GOAL: Take the data below and repeat it exactly.

— start SUPPLIED INFORMATION —

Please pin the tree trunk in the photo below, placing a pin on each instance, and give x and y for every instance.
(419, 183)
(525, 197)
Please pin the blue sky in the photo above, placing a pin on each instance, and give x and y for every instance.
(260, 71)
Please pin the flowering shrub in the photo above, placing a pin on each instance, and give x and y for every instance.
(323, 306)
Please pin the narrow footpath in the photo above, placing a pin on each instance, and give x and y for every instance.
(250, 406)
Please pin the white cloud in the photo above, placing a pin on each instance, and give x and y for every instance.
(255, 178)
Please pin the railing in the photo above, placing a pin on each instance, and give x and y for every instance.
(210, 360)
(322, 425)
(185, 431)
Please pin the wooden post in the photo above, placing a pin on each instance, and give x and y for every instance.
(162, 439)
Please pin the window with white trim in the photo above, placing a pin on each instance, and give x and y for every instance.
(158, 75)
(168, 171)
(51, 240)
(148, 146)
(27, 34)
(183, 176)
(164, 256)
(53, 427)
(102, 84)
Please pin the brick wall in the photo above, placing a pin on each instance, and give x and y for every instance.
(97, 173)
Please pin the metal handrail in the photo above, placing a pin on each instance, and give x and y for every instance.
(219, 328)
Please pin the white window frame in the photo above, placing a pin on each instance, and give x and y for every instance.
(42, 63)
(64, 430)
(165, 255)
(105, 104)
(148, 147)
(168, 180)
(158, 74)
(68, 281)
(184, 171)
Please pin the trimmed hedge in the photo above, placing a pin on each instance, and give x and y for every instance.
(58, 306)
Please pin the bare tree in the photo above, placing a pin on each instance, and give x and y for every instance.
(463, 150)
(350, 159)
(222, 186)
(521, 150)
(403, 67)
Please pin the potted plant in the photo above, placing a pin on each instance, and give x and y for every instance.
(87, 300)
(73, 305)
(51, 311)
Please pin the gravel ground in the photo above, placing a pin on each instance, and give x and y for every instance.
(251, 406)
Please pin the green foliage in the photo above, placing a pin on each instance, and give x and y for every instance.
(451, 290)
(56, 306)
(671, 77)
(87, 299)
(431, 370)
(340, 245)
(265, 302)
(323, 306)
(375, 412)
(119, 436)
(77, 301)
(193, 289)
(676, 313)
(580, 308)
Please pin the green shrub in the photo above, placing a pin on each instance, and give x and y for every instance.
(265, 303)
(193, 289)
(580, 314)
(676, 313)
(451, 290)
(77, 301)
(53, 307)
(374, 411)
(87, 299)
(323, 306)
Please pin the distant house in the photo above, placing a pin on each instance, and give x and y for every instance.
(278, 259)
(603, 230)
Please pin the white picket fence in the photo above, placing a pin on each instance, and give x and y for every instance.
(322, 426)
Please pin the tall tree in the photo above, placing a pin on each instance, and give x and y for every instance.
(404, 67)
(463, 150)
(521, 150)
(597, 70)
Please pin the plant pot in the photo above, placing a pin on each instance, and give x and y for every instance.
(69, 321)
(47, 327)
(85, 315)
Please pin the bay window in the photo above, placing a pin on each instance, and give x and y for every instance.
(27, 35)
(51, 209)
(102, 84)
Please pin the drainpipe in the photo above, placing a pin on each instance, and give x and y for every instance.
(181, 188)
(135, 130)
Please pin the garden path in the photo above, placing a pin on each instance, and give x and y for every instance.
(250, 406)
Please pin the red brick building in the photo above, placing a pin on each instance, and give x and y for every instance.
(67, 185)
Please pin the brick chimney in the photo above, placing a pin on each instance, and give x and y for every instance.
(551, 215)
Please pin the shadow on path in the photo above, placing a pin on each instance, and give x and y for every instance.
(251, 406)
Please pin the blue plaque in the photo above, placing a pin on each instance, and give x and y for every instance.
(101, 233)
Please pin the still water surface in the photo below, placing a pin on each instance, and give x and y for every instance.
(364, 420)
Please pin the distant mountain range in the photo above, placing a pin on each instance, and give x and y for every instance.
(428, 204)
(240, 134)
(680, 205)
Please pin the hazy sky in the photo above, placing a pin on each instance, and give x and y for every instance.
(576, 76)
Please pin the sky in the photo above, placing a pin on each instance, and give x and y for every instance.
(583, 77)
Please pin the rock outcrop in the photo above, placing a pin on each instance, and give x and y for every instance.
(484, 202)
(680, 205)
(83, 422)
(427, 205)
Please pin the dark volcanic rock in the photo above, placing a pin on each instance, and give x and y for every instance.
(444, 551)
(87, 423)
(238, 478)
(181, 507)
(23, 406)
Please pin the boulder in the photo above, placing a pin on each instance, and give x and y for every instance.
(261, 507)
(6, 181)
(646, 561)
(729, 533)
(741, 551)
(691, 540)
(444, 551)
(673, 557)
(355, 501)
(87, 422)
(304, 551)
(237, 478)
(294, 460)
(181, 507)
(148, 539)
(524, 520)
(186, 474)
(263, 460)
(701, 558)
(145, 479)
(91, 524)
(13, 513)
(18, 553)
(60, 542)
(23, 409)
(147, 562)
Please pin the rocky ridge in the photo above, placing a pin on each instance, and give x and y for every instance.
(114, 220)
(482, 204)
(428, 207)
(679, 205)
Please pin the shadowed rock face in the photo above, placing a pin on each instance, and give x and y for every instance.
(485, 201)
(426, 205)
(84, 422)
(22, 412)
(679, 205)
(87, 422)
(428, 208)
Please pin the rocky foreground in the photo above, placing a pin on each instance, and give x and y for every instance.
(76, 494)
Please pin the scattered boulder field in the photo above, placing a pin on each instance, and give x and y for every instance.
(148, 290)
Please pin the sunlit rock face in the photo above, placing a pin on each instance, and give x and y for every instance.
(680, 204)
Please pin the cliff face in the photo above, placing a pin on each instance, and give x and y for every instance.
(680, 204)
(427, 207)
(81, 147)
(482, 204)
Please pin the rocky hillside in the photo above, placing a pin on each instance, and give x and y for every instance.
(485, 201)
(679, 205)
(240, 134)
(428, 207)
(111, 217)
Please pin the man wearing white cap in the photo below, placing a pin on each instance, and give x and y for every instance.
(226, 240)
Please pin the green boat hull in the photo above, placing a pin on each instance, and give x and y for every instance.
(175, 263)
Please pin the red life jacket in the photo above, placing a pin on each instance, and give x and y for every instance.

— end SUPPLIED INFORMATION —

RESPONSE FOR THIS EXERCISE:
Please pin the tree trunk in the photo below, placing a pin on each instance, and give x and y for every instance.
(419, 183)
(525, 197)
Please pin the blue sky in the photo above, placing a pin on each instance, and give x and y for every instance.
(260, 71)
Please pin the flowering shrub in the photo above, placing a pin on each instance, and give x and y for every instance.
(323, 306)
Please pin the narrow footpath in the photo above, placing a pin on each instance, and give x and y for every instance.
(250, 406)
Please pin the white cloud in the photo above, placing a pin on each instance, and give x and y for every instance.
(255, 178)
Please pin the railing in the photo above, placing a pin on each instance, and give x and y for every instance.
(210, 360)
(322, 425)
(185, 431)
Please pin the wooden post in the photo above, placing a pin on each instance, and give x and y for every instance.
(162, 439)
Please pin the window with white trim in the photo above, placing a pin on each instance, and give x and y for every instance.
(158, 75)
(168, 171)
(51, 240)
(148, 146)
(27, 34)
(183, 176)
(164, 256)
(53, 427)
(102, 84)
Please pin the brick wall in the photo above, placing a pin on each instance, and give x and y for every instance.
(97, 173)
Please pin the metal handrail in the photo above, placing a pin on each instance, and give x and y for every instance.
(219, 328)
Please pin the white window frame in the photo above, placing a pin on each instance, and give x and y for every instance.
(42, 63)
(64, 430)
(165, 255)
(105, 104)
(148, 147)
(168, 180)
(158, 74)
(68, 281)
(184, 171)
Please pin the trimmed hedge in the photo above, placing a pin on each instance, and give x and y for every instance.
(58, 306)
Please pin the bare tree in the photo above, placing a pin on each instance, and give x and y for every instance.
(463, 150)
(350, 159)
(222, 186)
(521, 150)
(403, 67)
Please pin the potted plant in the photo above, placing a pin on each instance, and give x and y for every instance.
(87, 300)
(73, 305)
(51, 311)
Please pin the gravel ground in the photo above, placing a pin on each instance, and give x and y for every instance.
(251, 406)
Please pin the green foliage in the photo above, placing a pin on each instance, and give x and y for every instance.
(451, 290)
(56, 306)
(671, 77)
(87, 299)
(431, 370)
(340, 245)
(265, 302)
(323, 306)
(375, 412)
(119, 436)
(77, 301)
(193, 289)
(676, 313)
(580, 308)
Please pin the green shrub in the photo above, placing a pin on each instance, and give x and y for every instance.
(265, 303)
(193, 289)
(580, 314)
(676, 313)
(451, 290)
(77, 301)
(53, 307)
(374, 411)
(87, 299)
(323, 306)
Please pin the distant house in the photo above, placing a pin on each instance, and give x and y for every instance.
(278, 259)
(603, 230)
Please pin the white picket fence in the photo above, placing a pin on each instance, and give x and y for every instance.
(322, 426)
Please pin the tall tree in the photo above, placing a pin on each instance, and give x and y for every instance.
(404, 67)
(463, 150)
(521, 150)
(597, 70)
Please pin the plant pot in the photo above, placing a pin on each instance, and give x and y for every instance.
(69, 321)
(47, 327)
(85, 315)
Please pin the bay window in the photo above, placing a pin on each instance, and give x and y for every instance.
(27, 35)
(51, 209)
(102, 84)
Please pin the drainpipe in the photo above, placing a pin on each instance, and give x and y for every instance.
(181, 188)
(135, 130)
Please pin the garden path in the photo above, placing a pin on each instance, and give x and y for every instance.
(250, 406)
Please pin the red brick building in the photo above, placing a pin on each instance, and give x and y for every instance.
(67, 185)
Please pin the brick chimney in the photo above, placing a pin on each instance, and give x and y for every instance.
(551, 215)
Please pin the shadow on path in the photo above, placing a pin on each instance, and give x and y for every instance.
(251, 406)
Please pin the blue plaque in the photo above, placing a pin on each instance, and give x and y for every instance.
(101, 233)
Please pin the still water surface in the photo below, placing a pin on each instance, and give x and y for every instance.
(364, 420)
Please pin the distant mountain range in the photo above, placing a pin on each instance, and give x and y for every instance.
(428, 204)
(240, 134)
(680, 205)
Please pin the hazy sky in the photo above, placing a pin on each instance, and give x and y for every instance.
(576, 76)
Please pin the sky in the photo above, placing a pin on each instance, and give x and y for every instance.
(583, 77)
Please pin the rock outcrop in the photo above, placing a pin on each instance, and give x and y for every instance.
(484, 202)
(680, 205)
(83, 422)
(427, 205)
Please pin the dark volcanic rock in the photo above, placing a pin on each instance, and give x and y for every instance.
(444, 551)
(87, 423)
(238, 478)
(181, 507)
(23, 406)
Please pin the boulder in the photo above, placing a pin on each instance, and give x and y for every instance.
(261, 507)
(6, 181)
(646, 561)
(729, 533)
(741, 551)
(691, 540)
(444, 551)
(673, 557)
(355, 501)
(87, 422)
(304, 551)
(237, 478)
(294, 460)
(181, 507)
(148, 539)
(524, 520)
(186, 474)
(263, 460)
(701, 558)
(145, 479)
(91, 524)
(13, 513)
(18, 553)
(60, 542)
(23, 409)
(147, 562)
Please pin the rocky ridge in the photo above, placing a pin on each instance, and give x and y for every instance.
(114, 220)
(482, 204)
(428, 207)
(679, 205)
Please pin the shadowed rock face in the photo above, placing a pin on each instance, and give x and y for every instance.
(485, 201)
(426, 205)
(84, 422)
(22, 412)
(679, 205)
(87, 422)
(428, 208)
Please pin the rocky foreground in the photo above, placing a pin on each instance, and give x and y for every instance.
(76, 494)
Please pin the scattered boulder field in the photo above, placing a pin on each instance, and give x and y for every instance.
(148, 290)
Please pin the sunlit rock face in the photo above, placing a pin on each instance, and give x and y for every instance.
(680, 204)
Please pin the cliff face in the photo above, placing a pin on each instance, and give x and y for every instance.
(680, 204)
(427, 207)
(81, 147)
(482, 204)
Please pin the rocky hillside in the photo above, placing a pin on each instance, and give x and y for every instance.
(485, 201)
(679, 205)
(240, 134)
(428, 207)
(111, 217)
Please pin the man wearing white cap in the photo below, placing a pin on each instance, and give x and y for every instance.
(226, 240)
Please pin the green boat hull in the photo above, placing a pin on each instance, and give x and y for every instance.
(175, 263)
Please pin the red life jacket in the photo above, placing a pin on each instance, and give x and y for every instance.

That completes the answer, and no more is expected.